*Page*:
*-*-*

Regarding McGahern’s admiration for Yeats, reading through the multiple drafts of Strandhill, the Sea was especially instructive. First published under the title Summer at Strandhill in The New Yorker (September 21st, 1963), and republished with substantial revisions as Strandhill, The Sea in The Irish Press (April 27 th, 1968), the story formed part of McGahern’s first published collection, Nightlines, in 1970. Early handwritten drafts of the story see pleasure turn to homage, with McGahern thinking deeply about places sacred to Yeats. At one point he refers to the Pollexfen mills at Ballisodare and later thinks better of such an open prompt, changing Pollexfen (Yeats’s mother’s name) to another, less well known, name in the Yeats family tree, Middleton. Another change is made by McGahern when he originally allows himself to luxuriate in place names associated with Yeats, but excises them for the published story:

They’d seen the morning gradually darken, the sky falling into one black threat from the first small clouds of the morning by Lissadell and now it was full over Rosses and all Sligo Bay, and when it finally closed about Knocknarea it must rain, and then it’d be the whole long afternoon indoors listening to them drone.

In another yet more telling passage not to make the final cut the boy narrator rails against his father’s unceasing utilitarianism:

With his father everything had to be of use, there was no enjoyment [...]Even the year before he’d killed the beautiful river that ran through Sligo forever.

‘What’s the name of the river?’ he asked.

He couldn’t remember.

‘Can you not remember out of the Geography.’

‘No.’

‘It shows the interest you have. The Garravogue, and the mountains,’ he’d pointed from the parapet of the bridge, ‘are the Ox Mountains, where it rises, and it flows through Lough Gill into Sligo bay. I did it with you last year and you’ve forgotten and it comes up every second year on the Scholarship paper.’

And it seemed that no one could look from the bridge and the foam of the falling water where the men were spinning for the trout and say the word Garravogue softly and simply enjoy it in this its day. No one could read Shakespeare either, anything that was useful must surely be a crushing bore.

Another draft of this passage tells us that the boy’s father, by failing to permit the imagination to run free, had “managed to ruin the magic of the town forever, on Markievicz Bridge, while they waited for the bus back to Strandhill”. The final published version of the story sees the boy steal some comics from a shop in order to break the dreariness of his family seaside holiday. It is only through them and the written word therein that the boy can restore the magic of imagination to which his father’s life of toil persistently denies all access:

The turning of the pages without reading, pleasure of delaying pleasure to come. Heroes filled those pages week after week. Rockfist Rogan and Alf Tupper and Wilson the Iron Man. The room, the conversations, the cries of the seagulls, the sea faded: it was the world of imagination, among the performing gods, what I ashamedly desired to become.

As so often in McGahern, it is inward one must turn in the quest for truth and clarity, and in the closing realisation by the boy narrator there are hints of that epiphany that strikes Patrick Kavanagh at the conclusion to his great poem Kerr’s Ass in which he sees in his mind’s eye “the God of imagination waking/In a Mucker fog”.

*-*-*

*Supplied data*:
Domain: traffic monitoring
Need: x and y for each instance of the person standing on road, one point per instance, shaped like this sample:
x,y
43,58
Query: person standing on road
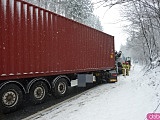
x,y
124,69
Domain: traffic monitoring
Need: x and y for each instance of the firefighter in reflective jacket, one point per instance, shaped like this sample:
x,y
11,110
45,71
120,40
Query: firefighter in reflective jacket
x,y
125,69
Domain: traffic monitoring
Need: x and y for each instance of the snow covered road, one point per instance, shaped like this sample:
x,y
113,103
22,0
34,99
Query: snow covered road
x,y
131,98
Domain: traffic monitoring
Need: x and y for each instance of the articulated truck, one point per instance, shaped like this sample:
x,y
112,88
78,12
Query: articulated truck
x,y
41,52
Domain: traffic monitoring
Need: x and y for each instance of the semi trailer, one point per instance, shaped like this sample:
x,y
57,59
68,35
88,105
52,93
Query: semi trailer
x,y
41,52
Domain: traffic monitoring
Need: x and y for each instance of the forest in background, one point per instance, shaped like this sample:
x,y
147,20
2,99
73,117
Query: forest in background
x,y
78,10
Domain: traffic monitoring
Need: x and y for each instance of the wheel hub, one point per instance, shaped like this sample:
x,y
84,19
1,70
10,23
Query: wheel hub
x,y
39,93
10,98
62,88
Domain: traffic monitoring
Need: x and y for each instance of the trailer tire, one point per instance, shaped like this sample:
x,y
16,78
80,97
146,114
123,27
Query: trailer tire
x,y
11,98
38,92
61,88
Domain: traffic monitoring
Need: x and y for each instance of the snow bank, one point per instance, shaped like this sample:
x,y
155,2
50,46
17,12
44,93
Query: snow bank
x,y
131,98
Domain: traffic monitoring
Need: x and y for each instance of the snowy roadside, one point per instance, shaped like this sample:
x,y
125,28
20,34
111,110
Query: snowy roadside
x,y
131,98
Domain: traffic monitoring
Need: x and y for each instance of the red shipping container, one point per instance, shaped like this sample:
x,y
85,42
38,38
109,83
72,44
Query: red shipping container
x,y
36,42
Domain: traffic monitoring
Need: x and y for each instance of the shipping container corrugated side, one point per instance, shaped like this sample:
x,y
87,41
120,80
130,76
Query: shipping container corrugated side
x,y
36,42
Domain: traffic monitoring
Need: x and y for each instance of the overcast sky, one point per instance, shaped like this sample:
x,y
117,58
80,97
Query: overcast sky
x,y
110,20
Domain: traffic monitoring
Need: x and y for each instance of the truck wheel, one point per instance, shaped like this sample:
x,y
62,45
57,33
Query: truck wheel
x,y
38,92
11,98
61,88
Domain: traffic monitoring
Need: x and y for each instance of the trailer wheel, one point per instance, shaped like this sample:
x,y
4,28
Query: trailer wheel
x,y
38,92
11,98
61,88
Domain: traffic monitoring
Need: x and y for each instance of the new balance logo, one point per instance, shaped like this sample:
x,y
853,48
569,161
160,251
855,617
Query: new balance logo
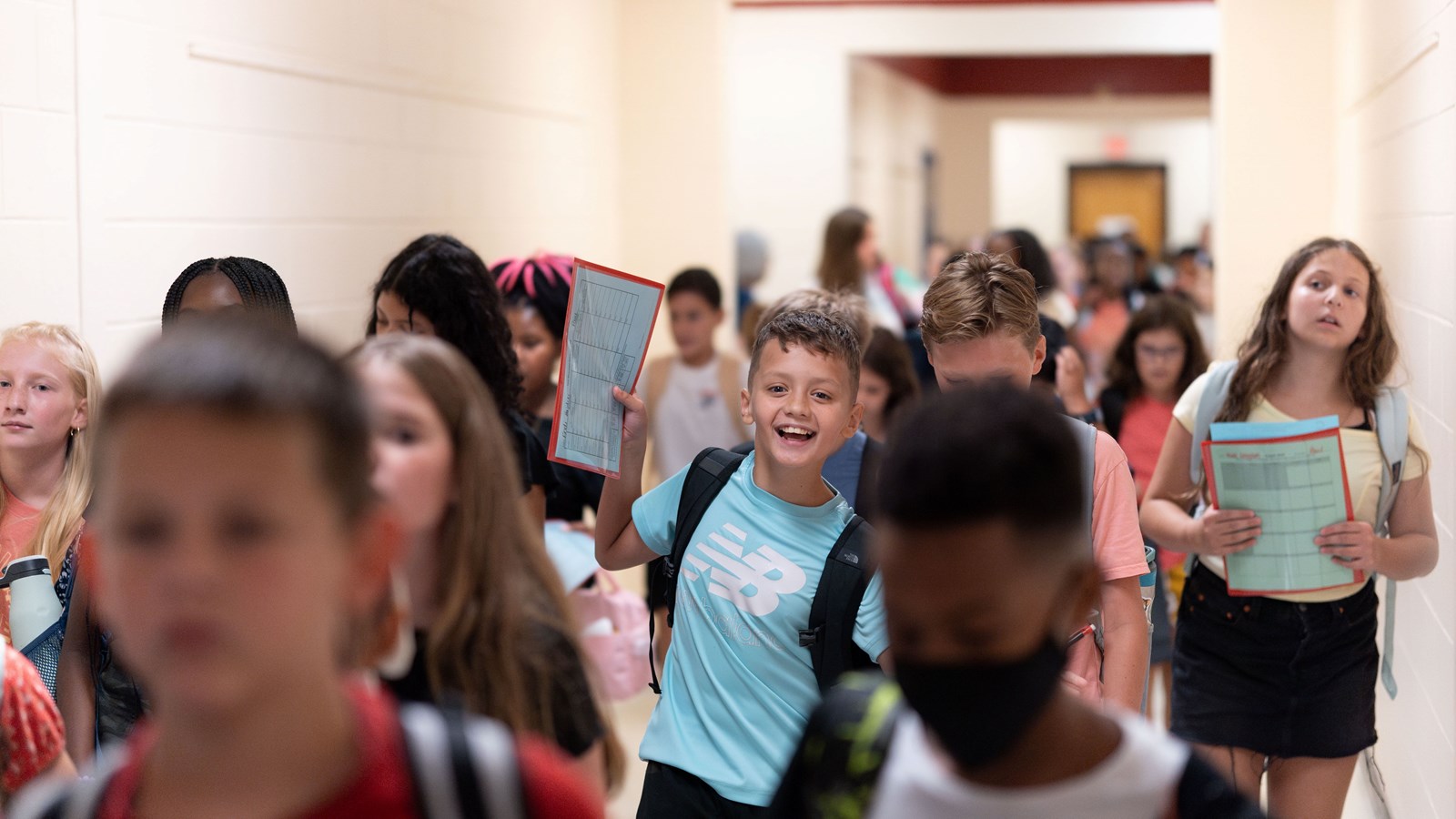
x,y
750,581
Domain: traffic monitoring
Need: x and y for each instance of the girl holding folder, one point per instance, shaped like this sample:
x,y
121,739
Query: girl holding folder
x,y
1286,682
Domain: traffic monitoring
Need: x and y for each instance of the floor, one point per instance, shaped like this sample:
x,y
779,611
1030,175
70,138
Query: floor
x,y
632,714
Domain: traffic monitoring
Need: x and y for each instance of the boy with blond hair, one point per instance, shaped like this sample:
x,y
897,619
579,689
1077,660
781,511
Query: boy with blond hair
x,y
739,683
980,325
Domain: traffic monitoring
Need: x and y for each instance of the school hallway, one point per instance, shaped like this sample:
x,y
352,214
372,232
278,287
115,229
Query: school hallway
x,y
645,135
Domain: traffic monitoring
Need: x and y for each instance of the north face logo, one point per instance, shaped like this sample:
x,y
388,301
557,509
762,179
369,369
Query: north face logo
x,y
750,581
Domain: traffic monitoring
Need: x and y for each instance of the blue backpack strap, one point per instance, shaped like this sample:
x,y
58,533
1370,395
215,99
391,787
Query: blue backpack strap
x,y
462,765
830,634
705,479
1392,430
1087,450
1215,392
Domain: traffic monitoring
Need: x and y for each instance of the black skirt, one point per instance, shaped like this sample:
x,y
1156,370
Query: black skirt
x,y
1279,678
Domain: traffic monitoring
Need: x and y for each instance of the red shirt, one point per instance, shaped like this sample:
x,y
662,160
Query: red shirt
x,y
383,787
34,734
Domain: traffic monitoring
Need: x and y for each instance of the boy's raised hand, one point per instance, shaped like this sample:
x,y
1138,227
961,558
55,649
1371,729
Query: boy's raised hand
x,y
633,423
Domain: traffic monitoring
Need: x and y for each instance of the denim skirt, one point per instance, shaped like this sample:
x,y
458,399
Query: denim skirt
x,y
1279,678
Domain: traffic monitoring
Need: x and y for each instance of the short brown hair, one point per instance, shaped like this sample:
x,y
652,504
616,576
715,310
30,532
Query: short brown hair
x,y
851,308
823,332
977,295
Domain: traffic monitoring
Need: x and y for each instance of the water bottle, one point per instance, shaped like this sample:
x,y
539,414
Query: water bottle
x,y
34,605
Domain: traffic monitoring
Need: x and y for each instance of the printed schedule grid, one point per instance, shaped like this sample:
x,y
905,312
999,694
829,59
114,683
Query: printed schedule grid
x,y
592,419
1285,557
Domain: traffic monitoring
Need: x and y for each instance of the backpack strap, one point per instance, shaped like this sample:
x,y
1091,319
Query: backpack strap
x,y
1215,392
1203,793
1087,450
730,383
1392,430
830,634
705,479
72,799
462,767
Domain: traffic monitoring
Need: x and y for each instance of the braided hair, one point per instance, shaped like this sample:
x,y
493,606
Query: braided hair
x,y
259,286
541,283
441,278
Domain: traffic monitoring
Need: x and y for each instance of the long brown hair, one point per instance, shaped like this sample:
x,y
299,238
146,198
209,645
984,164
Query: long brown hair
x,y
1161,312
839,261
497,591
1368,361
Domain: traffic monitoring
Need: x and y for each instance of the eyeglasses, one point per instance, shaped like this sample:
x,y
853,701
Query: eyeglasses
x,y
1159,353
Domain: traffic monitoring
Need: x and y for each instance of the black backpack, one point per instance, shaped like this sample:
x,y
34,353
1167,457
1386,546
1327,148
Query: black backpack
x,y
830,632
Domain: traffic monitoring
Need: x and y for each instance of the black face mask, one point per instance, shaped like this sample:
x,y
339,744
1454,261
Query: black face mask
x,y
980,710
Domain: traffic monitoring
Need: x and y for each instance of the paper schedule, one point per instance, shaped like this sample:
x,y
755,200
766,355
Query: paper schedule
x,y
1298,487
609,322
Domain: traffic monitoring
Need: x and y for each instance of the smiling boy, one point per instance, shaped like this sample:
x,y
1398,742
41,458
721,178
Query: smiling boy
x,y
737,687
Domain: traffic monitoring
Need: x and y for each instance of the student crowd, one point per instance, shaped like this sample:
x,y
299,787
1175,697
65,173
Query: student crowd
x,y
296,584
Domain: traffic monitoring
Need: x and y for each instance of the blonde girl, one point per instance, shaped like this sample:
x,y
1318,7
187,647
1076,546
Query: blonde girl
x,y
491,618
1285,683
48,397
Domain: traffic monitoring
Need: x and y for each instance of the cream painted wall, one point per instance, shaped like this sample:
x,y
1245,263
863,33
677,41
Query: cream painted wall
x,y
1276,146
1356,138
1030,160
1395,193
322,136
790,91
893,123
38,251
966,179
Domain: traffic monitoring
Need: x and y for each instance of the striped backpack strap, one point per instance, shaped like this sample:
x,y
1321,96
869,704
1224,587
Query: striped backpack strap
x,y
463,767
1392,429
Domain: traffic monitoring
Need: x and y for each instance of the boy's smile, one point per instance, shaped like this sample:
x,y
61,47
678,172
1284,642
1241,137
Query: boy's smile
x,y
803,405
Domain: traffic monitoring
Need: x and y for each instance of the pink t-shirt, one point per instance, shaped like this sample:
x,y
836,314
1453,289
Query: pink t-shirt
x,y
1145,426
1117,541
18,525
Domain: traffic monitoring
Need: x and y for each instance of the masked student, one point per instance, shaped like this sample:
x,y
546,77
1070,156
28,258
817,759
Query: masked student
x,y
980,325
233,583
737,685
985,573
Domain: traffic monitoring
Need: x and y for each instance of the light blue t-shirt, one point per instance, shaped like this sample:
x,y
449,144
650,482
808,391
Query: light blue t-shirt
x,y
737,688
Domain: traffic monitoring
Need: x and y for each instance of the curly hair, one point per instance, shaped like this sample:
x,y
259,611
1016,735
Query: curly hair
x,y
1369,359
441,278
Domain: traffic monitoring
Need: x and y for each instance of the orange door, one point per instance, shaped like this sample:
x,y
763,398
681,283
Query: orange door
x,y
1136,193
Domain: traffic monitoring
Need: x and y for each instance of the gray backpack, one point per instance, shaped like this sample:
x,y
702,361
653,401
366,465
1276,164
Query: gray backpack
x,y
1390,429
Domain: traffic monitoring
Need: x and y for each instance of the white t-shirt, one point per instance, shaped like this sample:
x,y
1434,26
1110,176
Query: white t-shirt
x,y
691,416
1138,782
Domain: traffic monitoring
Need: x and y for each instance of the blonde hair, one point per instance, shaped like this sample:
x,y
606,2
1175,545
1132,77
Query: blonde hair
x,y
977,295
62,518
495,588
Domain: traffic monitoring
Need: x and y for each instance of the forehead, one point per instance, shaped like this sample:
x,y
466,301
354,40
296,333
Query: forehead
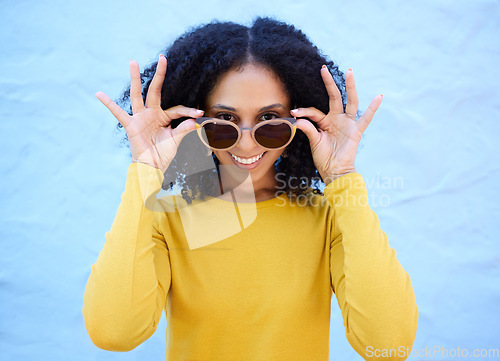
x,y
252,86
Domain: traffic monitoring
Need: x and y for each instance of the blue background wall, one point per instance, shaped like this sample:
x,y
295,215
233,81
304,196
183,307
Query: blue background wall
x,y
430,156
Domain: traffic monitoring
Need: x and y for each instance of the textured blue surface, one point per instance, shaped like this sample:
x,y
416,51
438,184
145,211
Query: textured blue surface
x,y
430,156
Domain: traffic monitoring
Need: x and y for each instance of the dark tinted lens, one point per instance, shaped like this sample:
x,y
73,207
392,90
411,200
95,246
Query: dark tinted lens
x,y
273,135
219,136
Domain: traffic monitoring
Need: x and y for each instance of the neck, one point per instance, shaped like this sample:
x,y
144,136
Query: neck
x,y
247,188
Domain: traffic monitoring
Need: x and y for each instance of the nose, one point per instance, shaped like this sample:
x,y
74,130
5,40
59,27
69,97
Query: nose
x,y
246,143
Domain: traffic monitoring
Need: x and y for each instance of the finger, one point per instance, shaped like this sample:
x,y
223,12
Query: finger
x,y
153,99
120,114
367,117
352,96
180,111
183,129
335,99
310,131
315,115
312,113
135,88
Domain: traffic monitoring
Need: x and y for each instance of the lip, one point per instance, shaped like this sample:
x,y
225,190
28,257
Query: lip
x,y
247,166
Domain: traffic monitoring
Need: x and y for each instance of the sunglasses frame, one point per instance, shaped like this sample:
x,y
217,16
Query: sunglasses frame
x,y
200,122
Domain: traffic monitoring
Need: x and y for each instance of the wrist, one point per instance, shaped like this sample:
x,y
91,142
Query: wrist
x,y
331,176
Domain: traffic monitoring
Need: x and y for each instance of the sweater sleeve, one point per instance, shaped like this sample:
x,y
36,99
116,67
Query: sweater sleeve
x,y
128,285
373,290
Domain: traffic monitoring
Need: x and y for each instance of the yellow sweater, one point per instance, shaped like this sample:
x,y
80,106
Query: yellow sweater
x,y
251,281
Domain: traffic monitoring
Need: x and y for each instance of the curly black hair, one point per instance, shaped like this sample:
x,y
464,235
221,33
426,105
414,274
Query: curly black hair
x,y
199,58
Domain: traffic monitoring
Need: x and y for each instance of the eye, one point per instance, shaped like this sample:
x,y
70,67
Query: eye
x,y
226,116
268,116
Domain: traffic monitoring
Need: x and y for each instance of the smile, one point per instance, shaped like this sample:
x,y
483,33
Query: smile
x,y
247,161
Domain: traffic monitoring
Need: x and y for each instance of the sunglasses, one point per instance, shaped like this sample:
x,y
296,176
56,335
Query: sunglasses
x,y
223,135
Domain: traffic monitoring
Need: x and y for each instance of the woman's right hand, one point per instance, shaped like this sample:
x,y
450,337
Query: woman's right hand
x,y
152,140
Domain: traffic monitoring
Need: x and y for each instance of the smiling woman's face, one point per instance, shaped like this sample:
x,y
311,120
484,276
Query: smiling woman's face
x,y
246,97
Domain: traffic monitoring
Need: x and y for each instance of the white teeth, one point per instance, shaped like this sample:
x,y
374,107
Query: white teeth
x,y
247,160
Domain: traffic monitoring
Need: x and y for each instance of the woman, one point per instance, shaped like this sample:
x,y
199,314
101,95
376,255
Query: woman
x,y
243,268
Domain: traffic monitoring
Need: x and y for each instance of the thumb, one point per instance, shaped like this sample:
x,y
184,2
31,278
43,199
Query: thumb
x,y
310,131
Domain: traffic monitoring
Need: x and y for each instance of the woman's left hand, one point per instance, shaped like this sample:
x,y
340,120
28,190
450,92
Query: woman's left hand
x,y
335,143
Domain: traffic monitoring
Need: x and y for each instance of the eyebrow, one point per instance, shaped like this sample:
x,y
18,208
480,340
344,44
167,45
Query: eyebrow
x,y
268,107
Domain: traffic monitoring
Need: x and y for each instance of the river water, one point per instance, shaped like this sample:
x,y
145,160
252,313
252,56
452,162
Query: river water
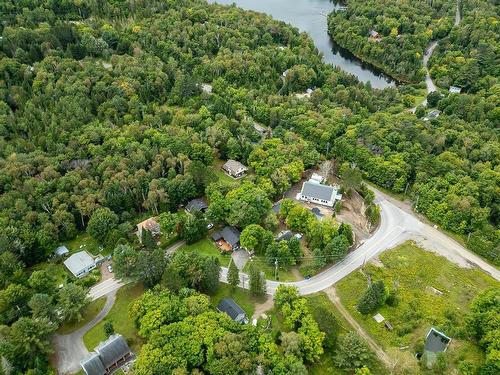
x,y
311,16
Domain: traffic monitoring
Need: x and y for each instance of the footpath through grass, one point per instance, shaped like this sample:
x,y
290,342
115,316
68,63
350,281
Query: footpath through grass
x,y
430,292
242,297
120,319
88,313
206,247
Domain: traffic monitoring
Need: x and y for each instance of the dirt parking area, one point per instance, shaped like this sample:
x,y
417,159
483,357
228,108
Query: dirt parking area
x,y
352,211
105,274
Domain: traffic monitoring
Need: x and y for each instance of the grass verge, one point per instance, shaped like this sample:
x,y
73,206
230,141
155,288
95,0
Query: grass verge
x,y
430,292
241,296
206,247
120,319
88,313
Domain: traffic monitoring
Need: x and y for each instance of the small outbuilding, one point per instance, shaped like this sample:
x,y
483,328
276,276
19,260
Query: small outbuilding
x,y
150,225
234,168
61,251
435,342
231,308
80,264
374,36
198,204
206,88
107,357
285,235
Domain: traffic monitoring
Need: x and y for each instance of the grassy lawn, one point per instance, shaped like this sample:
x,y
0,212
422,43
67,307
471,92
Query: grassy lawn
x,y
318,303
84,241
241,296
120,319
61,275
419,277
269,271
89,313
206,247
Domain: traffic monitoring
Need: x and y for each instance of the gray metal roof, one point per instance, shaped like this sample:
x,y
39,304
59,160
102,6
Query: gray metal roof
x,y
231,308
78,262
230,234
436,341
324,192
197,204
93,365
61,250
234,166
112,350
285,235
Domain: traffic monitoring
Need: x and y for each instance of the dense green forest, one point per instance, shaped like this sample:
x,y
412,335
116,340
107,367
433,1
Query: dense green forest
x,y
103,121
405,29
468,56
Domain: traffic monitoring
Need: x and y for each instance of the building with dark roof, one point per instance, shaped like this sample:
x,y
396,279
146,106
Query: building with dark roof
x,y
198,204
80,264
234,168
61,251
93,365
227,239
315,192
285,235
108,356
231,308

*-*-*

*Tasks for this exercise*:
A. List the heroes that the passage in the McGahern essay says filled the pages of the comics.
B. Write out the portion of the McGahern essay that starts at the words "And it seemed" and ends after the words "a crushing bore.".

*The replies*:
A. Rockfist Rogan, Alf Tupper, Wilson the Iron Man

B.
And it seemed that no one could look from the bridge and the foam of the falling water where the men were spinning for the trout and say the word Garravogue softly and simply enjoy it in this its day. No one could read Shakespeare either, anything that was useful must surely be a crushing bore.